Amphibians four legged animals found in the scientific class Amphibia.
Amphibians are the only tetrapods laying eggs in a water environment and living at least part of their lifecycles as aquatic animals breathing with the help of gills. Together with fishes they represent a group known as the Anamnia, meaning animals that don’t develop a protective envelope around the embryo and the amniotic fluid during foetal life.
All other terrestrial vertebrates have a special membranous sac protecting an embryo in the egg which allows them to develop outside the water environment. These are classified as Amniota.
Amphibians have skins unable to stand dryness for too long, so they need access to water or live in moist environments. Due to their anamniotic characteristic, amphibians’ eggs and larvae (tadpoles) always develop in fresh water. Gills and skin perform respiratory function in young organisms whereas the lungs and skin serve this purpose in adults. No amphibians are adapted to the marine environment.
Amphibian skeletons are bony. Ribs are present in some, absent in others. Amphibians have naked, soft and moist skin with a number of glands opening externally. Apart from having the function of preventing excessive water loss like in reptilians and higher vertebrates, amphibian skin also has the function of an additional respiratory organ, like skin in fish. Sexes are always separate.

EXERCISE SET>
a. Using the amphibian passage, decide whether each statement agrees with it. Answer yes or no for each, and quote the exact words that decide it.
(i) Amphibian eggs and tadpoles always develop in fresh water.
(ii) Some amphibians are adapted to the marine environment.
(iii) In adult amphibians, gills and skin carry out breathing.
b. Copy the part of the amphibian passage that opens with "All other terrestrial" and closes with "the marine environment.", substituting "still water" for "fresh water".
c. Pick up the amphibian passage after its final sentence and continue writing it.

DATA LISTING>
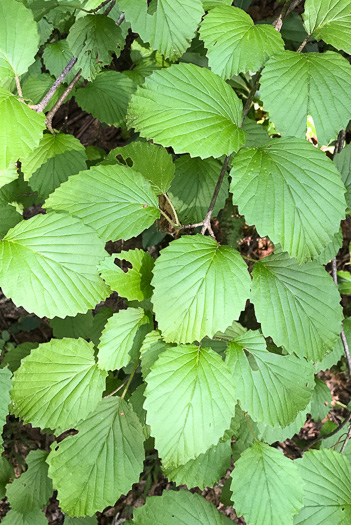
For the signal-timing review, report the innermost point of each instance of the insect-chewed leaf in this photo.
(19, 39)
(189, 108)
(267, 487)
(330, 21)
(48, 265)
(327, 488)
(295, 85)
(24, 133)
(298, 306)
(116, 201)
(200, 404)
(58, 384)
(272, 388)
(200, 288)
(33, 489)
(235, 45)
(5, 386)
(169, 27)
(122, 337)
(178, 508)
(292, 192)
(93, 468)
(133, 284)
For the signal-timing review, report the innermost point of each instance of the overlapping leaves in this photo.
(200, 288)
(190, 109)
(292, 192)
(235, 44)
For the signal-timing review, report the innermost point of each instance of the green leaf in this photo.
(37, 85)
(169, 27)
(93, 39)
(343, 163)
(266, 486)
(13, 357)
(93, 468)
(137, 400)
(193, 186)
(292, 192)
(134, 284)
(270, 434)
(79, 326)
(8, 175)
(330, 21)
(58, 384)
(122, 337)
(334, 356)
(6, 472)
(24, 133)
(153, 345)
(107, 97)
(190, 109)
(56, 57)
(33, 489)
(48, 265)
(211, 4)
(272, 388)
(327, 488)
(80, 521)
(116, 201)
(331, 250)
(99, 322)
(321, 400)
(235, 45)
(152, 161)
(178, 508)
(256, 134)
(56, 171)
(36, 517)
(298, 306)
(50, 146)
(203, 471)
(5, 386)
(245, 435)
(337, 440)
(200, 288)
(190, 400)
(19, 39)
(243, 4)
(344, 282)
(9, 217)
(295, 85)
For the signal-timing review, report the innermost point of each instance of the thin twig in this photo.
(101, 6)
(173, 208)
(169, 219)
(326, 436)
(206, 224)
(60, 101)
(117, 389)
(338, 147)
(110, 7)
(42, 105)
(347, 439)
(190, 226)
(207, 220)
(85, 126)
(130, 378)
(303, 44)
(120, 19)
(19, 89)
(287, 8)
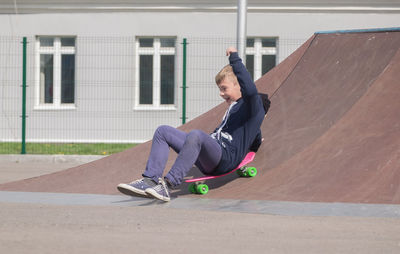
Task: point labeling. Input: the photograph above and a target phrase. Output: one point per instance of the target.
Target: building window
(155, 73)
(55, 70)
(260, 56)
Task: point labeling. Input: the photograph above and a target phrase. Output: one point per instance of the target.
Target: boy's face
(229, 91)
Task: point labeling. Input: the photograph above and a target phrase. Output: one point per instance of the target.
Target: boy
(216, 153)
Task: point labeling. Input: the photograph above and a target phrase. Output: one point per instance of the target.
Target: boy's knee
(193, 137)
(162, 129)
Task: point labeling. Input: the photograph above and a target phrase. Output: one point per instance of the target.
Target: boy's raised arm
(247, 85)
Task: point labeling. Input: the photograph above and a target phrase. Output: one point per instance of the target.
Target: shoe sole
(155, 194)
(130, 191)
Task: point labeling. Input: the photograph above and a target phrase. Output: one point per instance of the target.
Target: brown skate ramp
(332, 133)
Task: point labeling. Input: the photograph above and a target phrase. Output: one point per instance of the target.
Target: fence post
(23, 145)
(184, 82)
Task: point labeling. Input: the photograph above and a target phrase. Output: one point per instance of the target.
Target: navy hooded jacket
(242, 127)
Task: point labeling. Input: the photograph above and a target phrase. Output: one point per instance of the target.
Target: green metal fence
(101, 95)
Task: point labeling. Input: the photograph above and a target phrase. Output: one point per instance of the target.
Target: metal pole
(23, 145)
(241, 29)
(184, 82)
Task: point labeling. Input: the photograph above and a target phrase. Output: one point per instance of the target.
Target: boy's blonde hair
(226, 73)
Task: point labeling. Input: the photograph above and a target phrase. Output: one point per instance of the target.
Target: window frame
(156, 51)
(258, 51)
(57, 51)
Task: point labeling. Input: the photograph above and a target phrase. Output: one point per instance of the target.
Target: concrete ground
(43, 226)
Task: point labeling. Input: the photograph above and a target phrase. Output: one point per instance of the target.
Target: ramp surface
(332, 133)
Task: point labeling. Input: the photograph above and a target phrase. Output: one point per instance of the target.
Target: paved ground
(48, 227)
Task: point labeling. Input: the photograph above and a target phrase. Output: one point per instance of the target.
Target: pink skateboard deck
(203, 188)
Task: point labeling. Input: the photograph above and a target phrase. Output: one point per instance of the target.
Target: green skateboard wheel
(192, 188)
(241, 171)
(251, 171)
(202, 189)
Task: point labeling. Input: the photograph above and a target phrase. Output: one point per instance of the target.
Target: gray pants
(195, 147)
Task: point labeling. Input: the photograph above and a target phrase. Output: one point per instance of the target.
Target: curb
(58, 158)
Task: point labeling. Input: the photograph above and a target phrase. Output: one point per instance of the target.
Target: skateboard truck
(198, 186)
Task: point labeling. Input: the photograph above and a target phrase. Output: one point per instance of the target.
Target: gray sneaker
(137, 187)
(159, 191)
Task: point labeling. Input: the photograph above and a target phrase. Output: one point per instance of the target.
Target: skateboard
(197, 185)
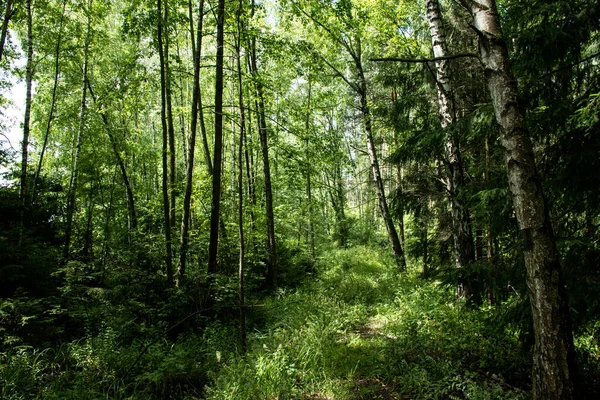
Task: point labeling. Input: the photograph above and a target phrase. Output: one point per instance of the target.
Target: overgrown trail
(360, 330)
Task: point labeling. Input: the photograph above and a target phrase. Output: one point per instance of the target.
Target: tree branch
(424, 60)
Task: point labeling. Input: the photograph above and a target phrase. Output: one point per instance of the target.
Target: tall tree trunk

RESULTS BY TASK>
a.
(i) Yes: "amphibians’ eggs and larvae (tadpoles) always develop in fresh water"
(ii) No: "No amphibians are adapted to the marine environment."
(iii) No: "whereas the lungs and skin serve this purpose in adults"

b.
All other terrestrial vertebrates have a special membranous sac protecting an embryo in the egg which allows them to develop outside the water environment. These are classified as Amniota.
Amphibians have skins unable to stand dryness for too long, so they need access to water or live in moist environments. Due to their anamniotic characteristic, amphibians’ eggs and larvae (tadpoles) always develop in still water. Gills and skin perform respiratory function in young organisms whereas the lungs and skin serve this purpose in adults. No amphibians are adapted to the marine environment.

c.
Authorities vary in their estimate how many species of amphibians currently exist, but the figure is usually somewhere in the order of 2500 to 6000. This makes Amphibia the smallest class of vertebrate animals. Most of them live in tropical and temperate areas of the world, and usually within reach of freshwater areas.
Order Urodela (Caudata) – Salamanders and Newts
Adults have a lizard-like body shape. They crawl or swim in a snake-like motion. Several species in the family Proteida have both lungs and gill tufts in adults, members of family Plethodontidae are lungless. Several species are found in caves, including the Texas Blind Salamander.
More than 400 contemporary species divided into five suborders and seven or eight families. Absent in Australia, only a few species are found in Africa and South America.
Order Anura (Salientia) – Frogs and Toads
The majority of amphibians belong to this order. The broad head is connected to a short flattened body without a distinctive neck. The tail is absent in adults. The hind limbs are about two (toads) or three (frogs) times longer than front limbs and serve as the main means of locomotion both in water and on dry land. Fertilisation is always external. The larvae (tadpoles) lack limbs and have tails, often with the broad crest increasing body surface, thus helping with respiration. After the limbs and lungs have developed, the tail disappears and the animal starts a more or less terrestrial style of life.
These feed upon insects and other small invertebrates. Many species, especially small tropical frogs, have bright coloration. This colouration can be used to warn potential predators of danger, for example, the poison dart frogs of the family Dendrobatidae. In diversity and beauty of calls, frogs and toads are second only to birds. To decipher these calls, frogs have specialised ears called tympanum which vary in size and are tuned to the calls of frogs of the same species (see Figure 1).
There are at least five suborders in the order Anura with 10 to 27 families separated into 4300 species; scientists described most of these for the first time in the last decades of the twentieth century. They can be found on every continent except Antarctica.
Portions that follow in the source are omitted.